**What needs to be done:** Make an exact copy of all the material below, apart from the pictures.

Start

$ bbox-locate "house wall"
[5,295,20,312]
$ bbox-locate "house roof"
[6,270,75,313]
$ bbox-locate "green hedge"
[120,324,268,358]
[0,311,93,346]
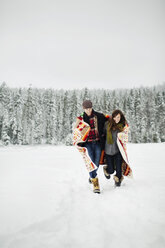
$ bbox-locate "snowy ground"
[0,143,165,248]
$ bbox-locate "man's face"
[84,108,92,116]
[113,114,121,123]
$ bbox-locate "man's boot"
[91,177,100,194]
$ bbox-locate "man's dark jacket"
[83,110,107,149]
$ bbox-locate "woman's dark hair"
[109,109,127,130]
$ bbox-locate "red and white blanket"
[117,124,132,177]
[73,116,132,177]
[73,116,97,172]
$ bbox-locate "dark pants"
[84,142,101,178]
[105,152,123,179]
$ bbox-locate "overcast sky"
[0,0,165,89]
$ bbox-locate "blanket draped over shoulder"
[73,116,132,177]
[117,124,132,177]
[73,116,97,172]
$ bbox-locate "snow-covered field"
[0,143,165,248]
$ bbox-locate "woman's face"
[113,114,121,123]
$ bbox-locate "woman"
[103,109,132,186]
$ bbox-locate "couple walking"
[73,100,132,193]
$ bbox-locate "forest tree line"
[0,82,165,145]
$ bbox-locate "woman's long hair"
[109,109,127,130]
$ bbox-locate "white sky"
[0,0,165,89]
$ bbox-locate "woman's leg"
[114,152,123,179]
[84,142,97,178]
[105,154,114,174]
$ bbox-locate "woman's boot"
[91,177,100,194]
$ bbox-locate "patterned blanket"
[73,117,97,172]
[117,124,132,177]
[73,116,132,177]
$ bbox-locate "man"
[79,100,107,193]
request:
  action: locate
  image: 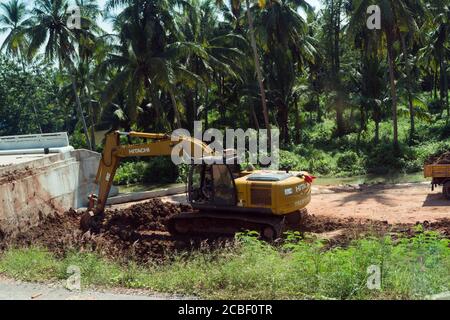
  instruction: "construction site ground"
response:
[0,183,450,299]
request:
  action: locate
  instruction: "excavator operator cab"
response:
[188,156,239,207]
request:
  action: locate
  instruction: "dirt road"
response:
[308,183,450,224]
[117,183,450,224]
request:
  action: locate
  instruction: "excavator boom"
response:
[81,131,313,238]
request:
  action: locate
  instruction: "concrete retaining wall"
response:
[0,150,100,240]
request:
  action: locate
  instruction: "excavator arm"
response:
[88,131,213,216]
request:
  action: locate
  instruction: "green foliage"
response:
[0,229,450,299]
[114,157,180,185]
[0,55,70,136]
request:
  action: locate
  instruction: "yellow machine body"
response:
[235,171,311,215]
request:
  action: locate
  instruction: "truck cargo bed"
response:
[424,164,450,178]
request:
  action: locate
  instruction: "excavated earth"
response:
[0,199,450,264]
[425,151,450,164]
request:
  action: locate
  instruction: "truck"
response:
[424,164,450,200]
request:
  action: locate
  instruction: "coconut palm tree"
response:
[350,0,424,154]
[177,0,247,129]
[26,0,92,150]
[100,0,207,127]
[0,0,28,63]
[255,0,318,143]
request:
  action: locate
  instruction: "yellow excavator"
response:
[81,131,314,239]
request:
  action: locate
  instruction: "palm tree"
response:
[100,0,203,127]
[255,0,318,143]
[350,0,424,154]
[26,0,92,150]
[0,0,28,63]
[216,0,271,140]
[177,0,247,130]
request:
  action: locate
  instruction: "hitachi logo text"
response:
[129,148,150,154]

End

**Solution for this problem:**
$ bbox-locate "house wall"
[5,295,20,312]
$ bbox-locate "house roof"
[6,270,75,313]
$ bbox-locate "green hedge"
[120,324,268,358]
[0,311,93,346]
$ bbox-locate "snowy ground"
[0,143,165,248]
$ bbox-locate "man's face"
[84,108,92,116]
[113,114,121,123]
$ bbox-locate "man's boot"
[91,177,100,194]
$ bbox-locate "man's dark jacket"
[83,110,107,149]
$ bbox-locate "woman's dark hair"
[109,109,127,130]
$ bbox-locate "red and white blanket"
[117,124,132,177]
[73,116,132,177]
[73,116,97,172]
$ bbox-locate "dark pants"
[84,142,101,178]
[105,152,123,179]
$ bbox-locate "overcast sky"
[0,0,165,89]
$ bbox-locate "blanket draped over shoulder"
[73,116,132,177]
[117,124,132,177]
[73,116,97,172]
$ bbox-locate "snow-covered field"
[0,143,165,248]
$ bbox-locate "woman's face"
[113,114,121,123]
$ bbox-locate "woman"
[103,109,132,186]
$ bbox-locate "couple walking"
[73,100,132,193]
$ bbox-locate "forest tree line"
[0,82,165,145]
$ bbox-locate "woman's long hair"
[109,109,127,130]
$ bbox-locate "white sky"
[0,0,165,89]
$ bbox-locate "woman's leg"
[114,152,123,179]
[84,142,97,178]
[105,154,114,174]
$ bbox-locate "woman's boot"
[91,177,100,194]
$ bbox-locate "patterned blanket"
[73,117,97,172]
[117,124,132,177]
[73,116,132,177]
$ bbox-locate "man"
[79,100,107,193]
request:
  action: locate
  image: 
  instruction: "construction site ground"
response:
[0,183,450,299]
request:
  action: locate
  instruction: "excavator operator cab"
response:
[188,156,239,207]
request:
  action: locate
  instruction: "dirt road"
response:
[308,183,450,224]
[117,183,450,224]
request:
  action: locate
  instruction: "excavator boom"
response:
[81,131,313,238]
request:
  action: locate
  instruction: "concrete retaining wall"
response:
[0,150,100,240]
request:
  action: locate
  instruction: "excavator arm"
response:
[88,131,213,216]
request:
  action: locate
  instruction: "green foliage"
response:
[0,229,450,299]
[114,157,180,185]
[0,55,70,136]
request:
  action: locate
  instruction: "yellow machine body"
response:
[235,171,311,215]
request:
  action: locate
  instruction: "truck cargo bed"
response:
[424,164,450,178]
request:
  action: locate
  instruction: "excavated earth"
response:
[0,199,450,264]
[425,151,450,164]
request:
  action: locate
  instruction: "truck"
response:
[424,164,450,200]
request:
  action: locate
  instruction: "coconut palm tree"
response:
[350,0,424,154]
[177,0,247,129]
[26,0,92,150]
[100,0,207,127]
[0,0,28,63]
[255,0,318,143]
request:
  action: locate
  instruction: "yellow excavator"
response:
[81,131,314,239]
request:
  action: locate
  instruction: "palm tree"
response:
[100,0,203,127]
[255,0,318,143]
[350,0,424,154]
[26,0,92,150]
[0,0,28,63]
[216,0,271,140]
[177,0,247,130]
request:
  action: locate
  instruction: "hitachi logo text"
response:
[129,148,150,154]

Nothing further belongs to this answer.